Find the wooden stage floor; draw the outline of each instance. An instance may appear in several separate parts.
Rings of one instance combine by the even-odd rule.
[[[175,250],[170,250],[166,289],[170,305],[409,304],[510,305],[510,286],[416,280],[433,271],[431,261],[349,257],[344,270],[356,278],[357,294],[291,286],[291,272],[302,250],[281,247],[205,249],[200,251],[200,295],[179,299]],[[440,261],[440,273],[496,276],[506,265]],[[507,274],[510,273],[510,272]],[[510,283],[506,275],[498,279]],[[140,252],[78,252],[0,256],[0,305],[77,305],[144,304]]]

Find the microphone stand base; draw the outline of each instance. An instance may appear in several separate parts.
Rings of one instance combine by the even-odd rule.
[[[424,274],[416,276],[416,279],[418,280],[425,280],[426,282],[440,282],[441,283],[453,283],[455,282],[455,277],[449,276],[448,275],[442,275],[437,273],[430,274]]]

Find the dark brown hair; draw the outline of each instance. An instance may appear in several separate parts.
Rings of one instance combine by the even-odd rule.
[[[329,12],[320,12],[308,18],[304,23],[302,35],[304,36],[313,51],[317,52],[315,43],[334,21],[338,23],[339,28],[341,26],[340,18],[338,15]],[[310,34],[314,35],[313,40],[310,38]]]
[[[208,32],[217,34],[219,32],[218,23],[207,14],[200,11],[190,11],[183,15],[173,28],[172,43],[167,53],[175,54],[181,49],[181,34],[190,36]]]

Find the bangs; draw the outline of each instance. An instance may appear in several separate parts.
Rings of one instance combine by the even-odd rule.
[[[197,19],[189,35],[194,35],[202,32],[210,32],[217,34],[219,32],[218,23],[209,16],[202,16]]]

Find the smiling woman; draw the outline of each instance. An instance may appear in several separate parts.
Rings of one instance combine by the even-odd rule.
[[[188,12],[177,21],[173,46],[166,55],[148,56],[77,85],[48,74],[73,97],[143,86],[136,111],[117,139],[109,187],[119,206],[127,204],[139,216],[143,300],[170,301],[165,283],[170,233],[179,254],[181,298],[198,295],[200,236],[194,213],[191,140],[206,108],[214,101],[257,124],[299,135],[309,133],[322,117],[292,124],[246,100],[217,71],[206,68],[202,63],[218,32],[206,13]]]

Exercise brief: Put all of the lines above into a Markdown table with the columns "No." and "Line". Number each row, and leave out the blank lines.

Solution to this task:
| No. | Line |
|---|---|
| 1 | Find the wooden stage floor; draw the outline of each instance. An instance may appear in several separate parts. |
| 2 | Rings of one instance combine by the even-odd rule. |
| 3 | [[[175,250],[170,250],[166,289],[170,305],[409,304],[510,305],[510,286],[416,280],[433,271],[431,261],[349,257],[344,270],[356,278],[357,294],[291,286],[291,272],[302,250],[281,247],[205,249],[200,251],[200,295],[179,299]],[[440,261],[440,273],[496,276],[506,265]],[[507,274],[510,273],[510,272]],[[510,283],[506,275],[498,279]],[[140,252],[78,252],[0,256],[0,305],[77,305],[144,304]]] |
| 4 | Find the microphone stand base; draw the outline of each instance. An instance may appear in several separate parts. |
| 5 | Rings of one instance combine by the even-odd rule. |
| 6 | [[[424,274],[416,276],[416,279],[418,280],[425,280],[426,282],[440,282],[441,283],[453,283],[455,282],[455,277],[449,276],[448,275],[442,275],[437,273],[430,274]]] |
| 7 | Find the dark brown hair; draw the outline of each instance. An instance may appear in several separate parts. |
| 8 | Rings of one instance combine by the even-odd rule. |
| 9 | [[[329,12],[320,12],[308,18],[304,23],[302,35],[304,36],[313,51],[317,52],[315,43],[334,21],[338,23],[339,28],[341,26],[340,18],[338,15]],[[310,34],[314,35],[313,40],[310,38]]] |
| 10 | [[[208,32],[217,34],[219,32],[218,23],[207,14],[200,11],[190,11],[183,15],[173,28],[172,43],[167,53],[175,54],[181,49],[181,34],[190,36]]] |
| 11 | Find the bangs; draw the outline of each instance. An instance may appear in several separate parts. |
| 12 | Rings of one instance combine by the even-odd rule. |
| 13 | [[[197,19],[189,35],[194,35],[202,32],[210,32],[217,34],[219,32],[218,23],[209,16],[202,16]]] |
| 14 | Find the smiling woman; draw the outline of each instance. An instance may appear in several separate parts. |
| 15 | Rings of one instance combine by the even-odd rule. |
| 16 | [[[188,12],[177,21],[173,46],[166,55],[148,56],[77,85],[48,74],[73,97],[143,86],[136,111],[117,139],[109,187],[119,206],[127,204],[139,216],[143,300],[170,301],[165,283],[170,233],[179,254],[181,298],[198,295],[200,236],[194,213],[191,140],[206,108],[214,101],[257,124],[299,135],[309,133],[322,117],[292,124],[246,100],[217,71],[206,68],[202,63],[218,32],[206,13]]] |